---------- Excerpted text

I don't think I have anything insightful to add to that, really, so my meta's basically stalled before it's begun. But, just for a bit of personal colour, I'll say I'm optimistically cynical, so I don't think they had finished negotiating the process by the end of Chosen, but at the same time I think it would have been perfectly feasible for them to make it into a stable, only-new-issues-plz relationship by the end of a (hypothetical) season that came after. The immediate things I see that they had left to fix, after all, are relatively simple: for a start they needed to normalise their sleepy cuddles into something that wasn't coloured by 'the world might be ending - there's no need to visualise the future', and then they needed to make headway into the scary realm of actively attempting leisure activities, rather than 'I need to sit in the quiet - do you need to sit in the quiet? - let's sit in the quiet'.
Not that I'm trying to knock sitting in the quiet, I hasten to add, but it's a difference of planning to spend time with someone because they are someone and spending time with someone without planning partly because they aren't everybody else. 'I can be alone with you here' says something important, but it's a lack-of-negative rather than a positive. And while clearly Buffy and Spike were seeking out each other's company by the end of S7 (which is a step up), they equally weren't making plans and only negotiated things (like where Buffy was sleeping in Chosen) as and when it was necessary to do so. Short-term stuff =/= putting all their issues behind them. (And oh, hell, did I just argue that what Buffy and Spike needed to do was agree they were 'going steady'??)

--------------------
---------- Dataset content

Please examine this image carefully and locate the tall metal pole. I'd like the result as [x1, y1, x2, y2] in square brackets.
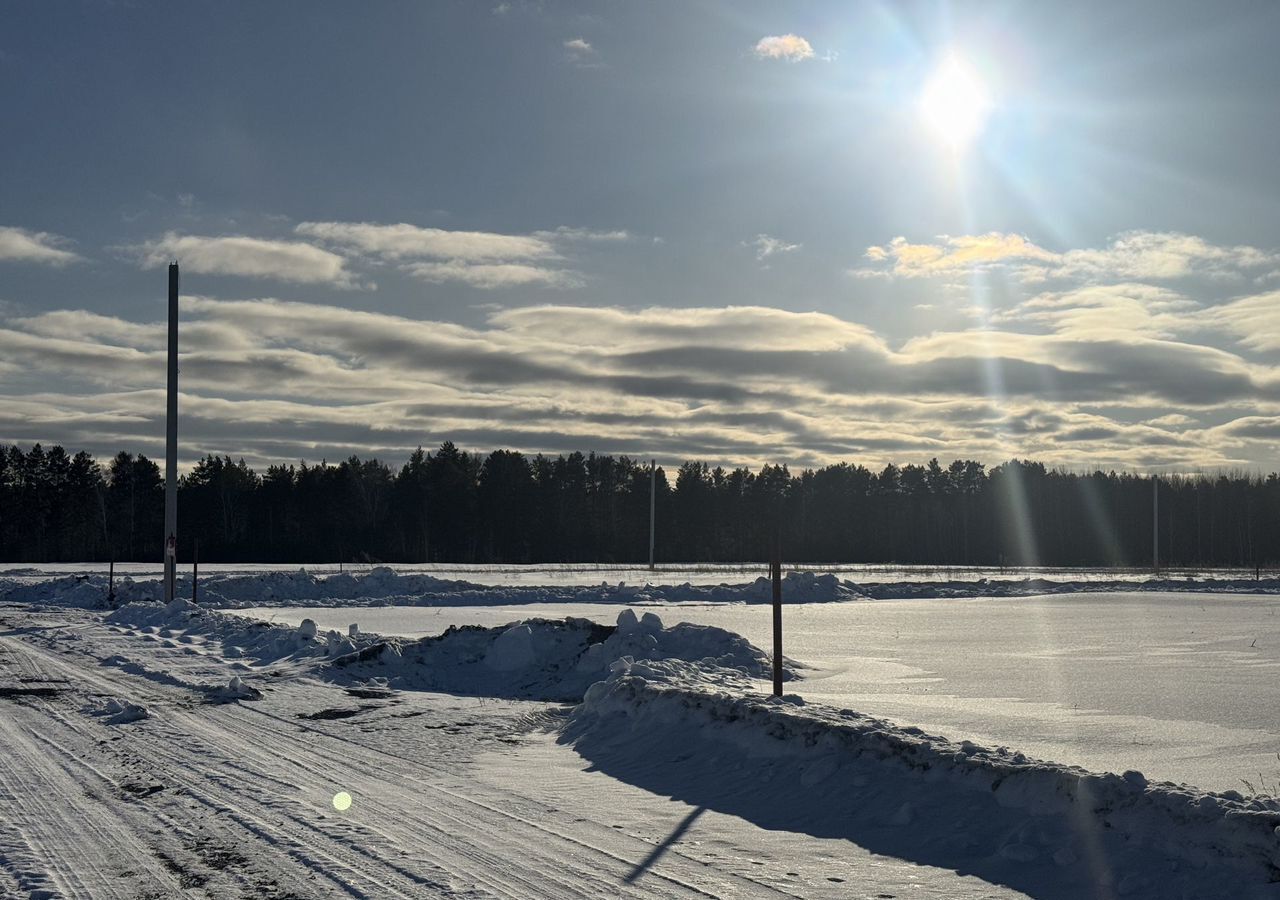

--------------------

**Stated task 1:** In the Buffy and Spike commentary, what is given as an example of something the two negotiated only when it became necessary?
**Stated task 2:** Set down the part of the Buffy and Spike commentary starting with "Not that I'm" and going on through "were 'going steady'??)".

**Correct result 1:** Where Buffy was sleeping in Chosen.

**Correct result 2:**
Not that I'm trying to knock sitting in the quiet, I hasten to add, but it's a difference of planning to spend time with someone because they are someone and spending time with someone without planning partly because they aren't everybody else. 'I can be alone with you here' says something important, but it's a lack-of-negative rather than a positive. And while clearly Buffy and Spike were seeking out each other's company by the end of S7 (which is a step up), they equally weren't making plans and only negotiated things (like where Buffy was sleeping in Chosen) as and when it was necessary to do so. Short-term stuff =/= putting all their issues behind them. (And oh, hell, did I just argue that what Buffy and Spike needed to do was agree they were 'going steady'??)